* Document excerpt
Thanks for that swsusp2 patch! I wanted to add swsusp2, but I didn't succeed with the patch for 2.6.9-rc1

----------

## GentooBox

i think its time to update my nitro kernel  :Smile: 

----------

## lxnay

hey seppe, you always insert a bugged squashfs version, can you insert squashfs2.0r2 patch insead of that one?

----------

## seppe

ok, a softwaresuspend2 patch for this kernel is coming  :Smile: 

I'm diffing now, but I haven't tested it so far ..

EDIT: ok, it looks like they forgot some includes, so I added that and it looks like it could compile it .. patch file is coming (but I still haven't tested swsusp2 itself)

----------

## seppe

Software Suspend 2 addon!

I made a patch so you can add swsusp2 to this kernel, I haven't tested it really good but it compiles without problems when I select Software Suspend 2 + Swap Writer + LZF Image Compression.

* Prompt 1
In the forum thread on kernel patches, which three options did seppe select when the Software Suspend 2 patch compiled without problems?
* Prompt 2
In the records, replace each "tire" with "wheel" in the lines starting with the one containing "Target: loader cab" and going on through the end of the records. Return only those lines, otherwise unchanged, and leave out any pictures.
The records are unrelated to the forum thread above.

* Data provided

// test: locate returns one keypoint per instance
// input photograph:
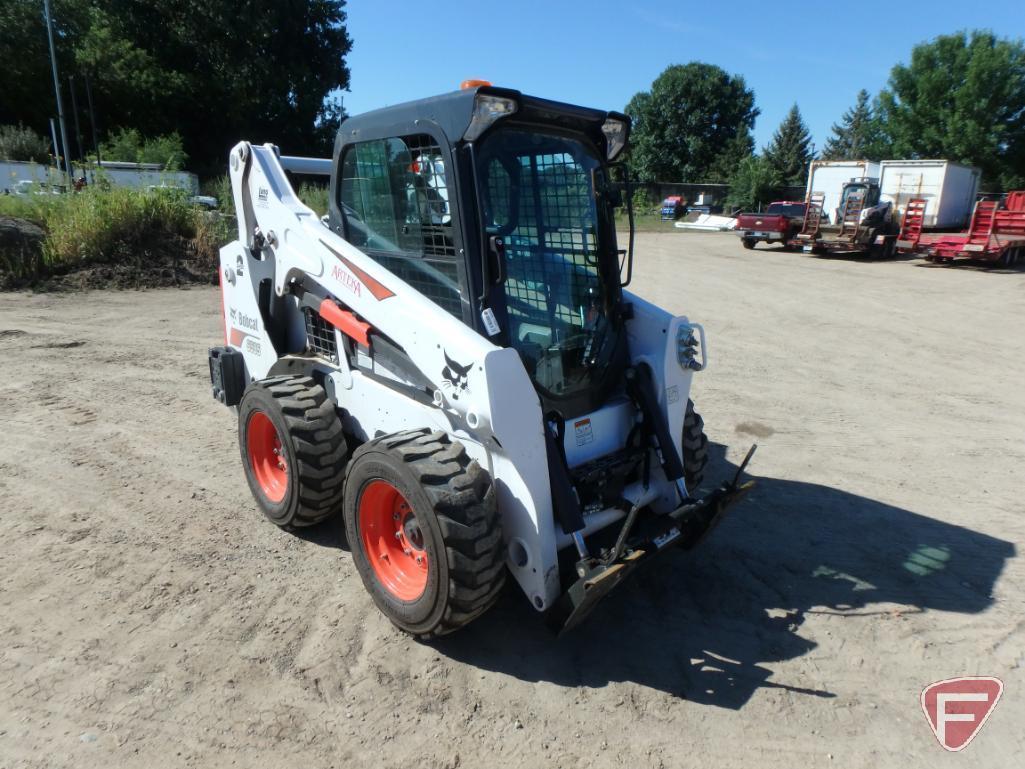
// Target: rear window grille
(320, 335)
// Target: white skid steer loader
(448, 360)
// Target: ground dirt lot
(151, 617)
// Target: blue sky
(600, 53)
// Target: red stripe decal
(377, 289)
(345, 322)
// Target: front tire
(695, 448)
(293, 450)
(421, 520)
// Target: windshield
(538, 195)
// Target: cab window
(395, 199)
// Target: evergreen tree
(790, 150)
(692, 116)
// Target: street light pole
(56, 90)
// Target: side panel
(652, 334)
(243, 325)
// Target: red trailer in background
(996, 233)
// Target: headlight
(487, 110)
(615, 136)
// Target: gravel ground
(152, 617)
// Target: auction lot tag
(584, 435)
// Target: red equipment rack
(994, 235)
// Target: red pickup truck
(778, 224)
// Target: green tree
(790, 150)
(962, 98)
(725, 167)
(128, 145)
(754, 183)
(213, 71)
(859, 134)
(690, 118)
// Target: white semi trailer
(949, 188)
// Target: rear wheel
(293, 450)
(422, 524)
(695, 447)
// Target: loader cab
(500, 208)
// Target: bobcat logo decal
(455, 377)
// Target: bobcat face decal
(455, 378)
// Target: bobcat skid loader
(448, 360)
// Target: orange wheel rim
(265, 456)
(393, 540)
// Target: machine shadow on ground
(702, 625)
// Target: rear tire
(293, 450)
(422, 523)
(695, 447)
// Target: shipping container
(828, 176)
(948, 189)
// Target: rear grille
(321, 338)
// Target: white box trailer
(827, 177)
(144, 175)
(948, 189)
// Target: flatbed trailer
(995, 234)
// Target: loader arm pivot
(457, 330)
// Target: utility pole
(56, 90)
(92, 119)
(78, 126)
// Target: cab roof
(451, 113)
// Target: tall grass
(107, 226)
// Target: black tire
(452, 501)
(695, 447)
(312, 447)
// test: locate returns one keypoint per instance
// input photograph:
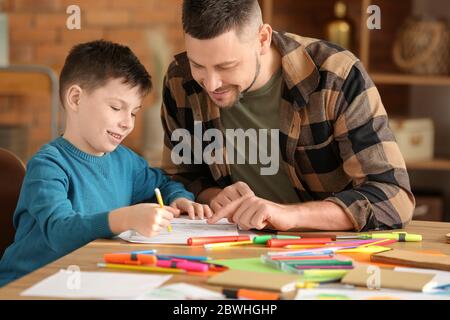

* Correct response 1
Software Suspend 2, Swap Writer, and LZF Image Compression.

* Correct response 2
// Target: loader cab
(500, 208)
// Target: bobcat logo decal
(455, 377)
// Target: bobcat face decal
(455, 378)
// Target: bobcat skid loader
(448, 360)
// Target: orange wheel rim
(265, 456)
(393, 540)
// Target: machine shadow on ground
(702, 625)
// Target: rear wheel
(293, 450)
(422, 523)
(695, 447)
// Target: shipping container
(828, 176)
(948, 189)
// Target: rear grille
(321, 338)
// Target: white box trailer
(827, 177)
(144, 175)
(948, 189)
// Target: flatbed trailer
(995, 234)
// Target: loader arm pivot
(457, 330)
// Target: utility pole
(56, 90)
(92, 119)
(78, 126)
// Target: cab roof
(451, 113)
// Target: tall grass
(107, 226)
// Target: black wheel
(452, 501)
(695, 447)
(312, 447)
// test: locate returns one keypoint per instance
// input photograph:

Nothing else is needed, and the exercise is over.